### [Job 1]
Pull out each line of the listing below that contains the word "dumbbell".

### [Document excerpt]
# Is your GSD Vocal?



## Lilie (Feb 3, 2010)

Hondo carries on a conversation with us when ever we play. He doesn't do it when we are working, and rarely ever does it when he is crated. But if we are playing, or brushing, or having a free run in the fields he'll 'talk' to us. Arroooh....arooohooohoo. etc. It doesn't end with a woof - but goes from deep thoated to whiney to back again. If we are playing it usually ends with a paw slap. If I'm busy with something and haven't noticed that he has brought a toy, he'll do it to get my attention.


----------



## Dainerra (Nov 14, 2003)

oh do they ever. Rayden has always been a talker, since the day we brought him home.
He will carry on a complete conversation. 

Freya just started doing it recently. I think it's because she's never had anyone to talk to before. She will do it when she wants to be loved on. 

It's not a whine, not a bark or growl. It's just talking.


----------



## Jax08 (Feb 13, 2009)

Yes...usually when I'm not moving fast enough for her or she's not getting what she wants.


----------



## Wolfiesmom (Apr 10, 2010)

Yes, Wolfie is very vocal. It's funny!


----------



## GSDElsa (Jul 22, 2009)

Elsa is only vocal when we're going for a car ride and she thinks we're almost at our destination. *eeeheeeheeehehehehhh" while jumping around the car. Or when mom and dad aren't together and she wants everyone to be in the same room she does this pathetic whine/cry thing.

Our current foster is a huge talker. Sometimes it's barking if he's not getting his way (tsk, tsk...we're working on this) and other times he'll just be sitting on the bed or something and let out and "arrrarr errrerr hhherr" and look at you like "so whaddaya think about dat?"


----------



## Mrs.K (Jul 14, 2009)

Indra literally talks to me. Zenzy and Yukon are quiet as long as nobody is walking up the stairs but Indra talks and is very very vocal and she still sounds a little like a sealion. It's too cute.


----------



## cindy_s (Jun 14, 2009)

I've decided that I don't have GSDs at all. I have a new breed called Whine-araners.


----------



## Lilie (Feb 3, 2010)

cindy_s said:


> I've decided that I don't have GSDs at all. I have a new breed called Whine-araners.


 
:spittingcoffee:


----------



## gsdlove212 (Feb 3, 2006)

Shadow is VERY vocal. Duchess very not vocal LOL. Gianna is usually not vocal unless she is telling me off


----------



## WynterCote (Feb 15, 2010)

Shya, at 4 months, is very vocal! She whimpers when we leave, when we come home, when we go to sleep... she barks at noises outside and inside, even at her own stomach rumbling yesterday, . She's starting to bark at strangers on her walks, and at kids on bikes. She even howls at us when she wants attention or wants to play. Most of this started in the last week or so, and we're working on correcting this new behavior!!


----------



## Lin (Jul 3, 2007)

Emma is very vocal! And its that high pitched puppy noise thats ear shattering!

Logan was very vocal with play.


----------



## FLyMuSLiMa (Apr 25, 2010)

### [Job 2]
Rewrite the stretch of the thread on vocal GSDs above from "## Wolfiesmom (Apr" through "pathetic whine/cry thing.", replacing "vocal" with "talkative".

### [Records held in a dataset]
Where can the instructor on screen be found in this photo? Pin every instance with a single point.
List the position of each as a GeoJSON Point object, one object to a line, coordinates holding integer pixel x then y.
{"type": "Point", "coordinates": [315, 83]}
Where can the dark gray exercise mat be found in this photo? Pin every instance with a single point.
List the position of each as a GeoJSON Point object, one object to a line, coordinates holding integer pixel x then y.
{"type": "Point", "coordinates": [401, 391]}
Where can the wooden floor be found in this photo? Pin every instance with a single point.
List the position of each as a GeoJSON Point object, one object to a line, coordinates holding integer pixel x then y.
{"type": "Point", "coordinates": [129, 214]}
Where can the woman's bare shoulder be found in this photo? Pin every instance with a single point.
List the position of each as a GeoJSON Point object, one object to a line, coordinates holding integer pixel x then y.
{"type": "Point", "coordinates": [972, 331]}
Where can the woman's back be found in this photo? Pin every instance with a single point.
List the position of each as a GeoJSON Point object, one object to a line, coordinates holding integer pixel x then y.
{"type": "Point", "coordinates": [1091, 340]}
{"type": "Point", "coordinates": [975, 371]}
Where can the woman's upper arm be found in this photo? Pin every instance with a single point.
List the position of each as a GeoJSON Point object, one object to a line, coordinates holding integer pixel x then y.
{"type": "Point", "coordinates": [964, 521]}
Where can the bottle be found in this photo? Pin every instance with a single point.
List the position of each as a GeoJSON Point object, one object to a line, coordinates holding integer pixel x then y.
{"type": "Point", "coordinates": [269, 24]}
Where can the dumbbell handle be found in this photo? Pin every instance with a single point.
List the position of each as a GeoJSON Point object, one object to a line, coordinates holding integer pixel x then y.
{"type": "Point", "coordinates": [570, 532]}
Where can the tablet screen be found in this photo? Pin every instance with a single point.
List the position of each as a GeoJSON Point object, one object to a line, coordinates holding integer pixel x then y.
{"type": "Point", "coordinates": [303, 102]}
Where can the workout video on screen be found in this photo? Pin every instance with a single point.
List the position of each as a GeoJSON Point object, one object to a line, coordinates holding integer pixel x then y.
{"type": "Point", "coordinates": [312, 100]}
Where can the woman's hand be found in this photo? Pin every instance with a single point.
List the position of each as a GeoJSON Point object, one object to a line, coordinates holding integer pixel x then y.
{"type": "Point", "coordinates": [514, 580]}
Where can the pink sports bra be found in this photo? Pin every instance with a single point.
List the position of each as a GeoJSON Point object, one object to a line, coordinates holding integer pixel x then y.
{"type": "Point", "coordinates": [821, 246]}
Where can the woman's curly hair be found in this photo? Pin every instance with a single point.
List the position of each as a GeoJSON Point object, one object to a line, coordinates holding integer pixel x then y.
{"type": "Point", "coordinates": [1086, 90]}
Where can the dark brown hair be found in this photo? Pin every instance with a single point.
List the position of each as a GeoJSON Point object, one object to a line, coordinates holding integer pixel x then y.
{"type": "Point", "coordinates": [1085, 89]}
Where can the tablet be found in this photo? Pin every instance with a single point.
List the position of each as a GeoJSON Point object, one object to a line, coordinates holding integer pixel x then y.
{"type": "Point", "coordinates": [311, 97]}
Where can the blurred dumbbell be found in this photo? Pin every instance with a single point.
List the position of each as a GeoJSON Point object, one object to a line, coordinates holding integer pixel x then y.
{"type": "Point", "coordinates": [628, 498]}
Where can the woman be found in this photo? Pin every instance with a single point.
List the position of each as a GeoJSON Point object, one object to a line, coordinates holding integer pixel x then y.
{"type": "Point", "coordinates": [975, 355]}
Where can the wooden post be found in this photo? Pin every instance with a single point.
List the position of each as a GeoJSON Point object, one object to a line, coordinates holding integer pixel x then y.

### [Output 1]
Where can the dumbbell handle be found in this photo? Pin every instance with a single point.
Where can the blurred dumbbell be found in this photo? Pin every instance with a single point.

### [Output 2]
## Wolfiesmom (Apr 10, 2010)

Yes, Wolfie is very talkative. It's funny!


----------



## GSDElsa (Jul 22, 2009)

Elsa is only talkative when we're going for a car ride and she thinks we're almost at our destination. *eeeheeeheeehehehehhh" while jumping around the car. Or when mom and dad aren't together and she wants everyone to be in the same room she does this pathetic whine/cry thing.